▶ **Exercise goal**
In the rows below, find each line that contains the word "green" and copy it out, matching case exactly.

▶ **Records for the task**
---+---

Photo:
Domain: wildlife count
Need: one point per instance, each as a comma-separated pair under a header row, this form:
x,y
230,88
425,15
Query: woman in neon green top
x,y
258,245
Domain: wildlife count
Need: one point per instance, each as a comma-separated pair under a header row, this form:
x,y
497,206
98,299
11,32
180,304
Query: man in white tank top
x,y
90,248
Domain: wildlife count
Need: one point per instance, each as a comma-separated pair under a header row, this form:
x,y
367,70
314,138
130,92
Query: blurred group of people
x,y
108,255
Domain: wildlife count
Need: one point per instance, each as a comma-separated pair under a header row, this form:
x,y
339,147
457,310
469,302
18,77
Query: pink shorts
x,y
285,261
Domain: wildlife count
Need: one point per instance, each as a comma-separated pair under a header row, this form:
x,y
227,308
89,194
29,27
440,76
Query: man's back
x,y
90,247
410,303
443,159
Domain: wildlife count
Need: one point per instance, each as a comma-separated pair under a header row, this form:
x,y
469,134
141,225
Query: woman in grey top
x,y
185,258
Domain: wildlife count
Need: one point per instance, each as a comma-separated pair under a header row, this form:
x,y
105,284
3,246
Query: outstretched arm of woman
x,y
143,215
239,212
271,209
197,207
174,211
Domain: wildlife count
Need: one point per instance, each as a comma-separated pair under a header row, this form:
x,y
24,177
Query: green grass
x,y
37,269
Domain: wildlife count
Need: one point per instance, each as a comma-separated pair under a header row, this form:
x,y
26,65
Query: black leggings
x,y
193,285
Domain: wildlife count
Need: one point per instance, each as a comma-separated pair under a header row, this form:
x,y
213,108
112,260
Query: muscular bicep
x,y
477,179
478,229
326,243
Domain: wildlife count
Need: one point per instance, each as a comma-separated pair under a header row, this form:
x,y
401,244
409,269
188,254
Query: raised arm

---+---

▶ **Answer to this exercise**
Query: woman in neon green top
Query: green grass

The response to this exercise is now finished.